▶ **TEXT SHOWN**
Those early impressions notwithstanding, Boyuan (who was my last Rockefeller student) became a respected and much-loved member of my lab. We will certainly miss the “Boyuanisms,” which endearingly blend Eastern Confucian philosophy with Western Yogi Berra philosophy. Boyuan is currently carrying out postdoctoral studies in Mike Laub’s lab at MIT, where he is pursuing his interests in the evolution of cellular signaling systems.
Xiaoqiu Yuan
presented by Howard C. Hang, Richard E. Salomon Family Associate Professor and head of the Laboratory of Chemical Biology and Microbial Pathogenesis
B.S., Tsinghua University
Chemical Tools for Exploring IFITM3 S-palmitoylation and Mechanism
Good afternoon to the family and friends of the 2016 graduates. I’m pleased to celebrate Xiaoqiu Yuan’s graduation and welcome his family today.
Xiaoqiu came to Rockefeller after completing his undergraduate studies at Tsinghua University in Beijing, one of the leading universities in China. He had graduated with honors and already coauthored several research papers when he joined Rockefeller, and I was thrilled we were able to recruit him into our Tri-Institutional chemical biology program and pleased to have him join my laboratory.

▶ **DATA UNDER STUDY**
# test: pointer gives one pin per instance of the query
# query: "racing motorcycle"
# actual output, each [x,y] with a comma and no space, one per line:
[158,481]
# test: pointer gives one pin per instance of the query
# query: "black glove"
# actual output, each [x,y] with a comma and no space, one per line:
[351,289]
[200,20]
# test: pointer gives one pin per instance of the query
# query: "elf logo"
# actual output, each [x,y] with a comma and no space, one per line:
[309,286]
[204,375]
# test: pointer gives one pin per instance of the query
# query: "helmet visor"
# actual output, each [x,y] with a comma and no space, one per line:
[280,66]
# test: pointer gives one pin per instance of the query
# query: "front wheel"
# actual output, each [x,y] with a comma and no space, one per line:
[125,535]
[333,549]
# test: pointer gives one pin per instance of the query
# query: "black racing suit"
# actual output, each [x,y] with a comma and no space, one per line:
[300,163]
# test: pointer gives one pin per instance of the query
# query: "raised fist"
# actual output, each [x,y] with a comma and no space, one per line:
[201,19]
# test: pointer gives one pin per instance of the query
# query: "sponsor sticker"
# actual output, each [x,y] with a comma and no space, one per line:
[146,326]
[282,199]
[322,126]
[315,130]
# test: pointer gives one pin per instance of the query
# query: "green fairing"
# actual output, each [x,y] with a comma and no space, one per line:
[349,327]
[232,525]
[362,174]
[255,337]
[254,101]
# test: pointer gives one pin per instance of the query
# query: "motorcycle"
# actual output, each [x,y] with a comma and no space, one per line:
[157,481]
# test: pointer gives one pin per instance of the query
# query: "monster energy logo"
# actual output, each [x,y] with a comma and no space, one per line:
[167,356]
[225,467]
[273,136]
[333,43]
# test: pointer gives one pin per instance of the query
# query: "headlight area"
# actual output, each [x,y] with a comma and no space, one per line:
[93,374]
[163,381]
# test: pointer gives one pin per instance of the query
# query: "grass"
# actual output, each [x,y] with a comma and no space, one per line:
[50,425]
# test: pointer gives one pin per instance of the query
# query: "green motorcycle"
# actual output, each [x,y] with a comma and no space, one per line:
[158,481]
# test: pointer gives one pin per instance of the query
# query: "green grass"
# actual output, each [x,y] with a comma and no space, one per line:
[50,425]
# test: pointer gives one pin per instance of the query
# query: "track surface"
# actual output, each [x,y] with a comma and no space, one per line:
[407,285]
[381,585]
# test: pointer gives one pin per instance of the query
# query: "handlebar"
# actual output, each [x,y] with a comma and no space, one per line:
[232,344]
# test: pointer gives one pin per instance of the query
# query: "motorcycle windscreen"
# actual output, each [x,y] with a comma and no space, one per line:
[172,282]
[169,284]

▶ **TASK LIST**
A. Answer these questions using the graduation remarks.
(i) In whose lab is Boyuan doing postdoctoral studies, and where?
(ii) Who presented Xiaoqiu Yuan?
(iii) At which university did Xiaoqiu Yuan complete his undergraduate studies, and in what city is it?
B. Echo word for word the part of the graduation remarks running from "Xiaoqiu came to" to "join my laboratory.".

▶ **TASK-BY-TASK RESULTS**
A.
(i) Mike Laub's lab at MIT.
(ii) Howard C. Hang.
(iii) Tsinghua University in Beijing.

B.
Xiaoqiu came to Rockefeller after completing his undergraduate studies at Tsinghua University in Beijing, one of the leading universities in China. He had graduated with honors and already coauthored several research papers when he joined Rockefeller, and I was thrilled we were able to recruit him into our Tri-Institutional chemical biology program and pleased to have him join my laboratory.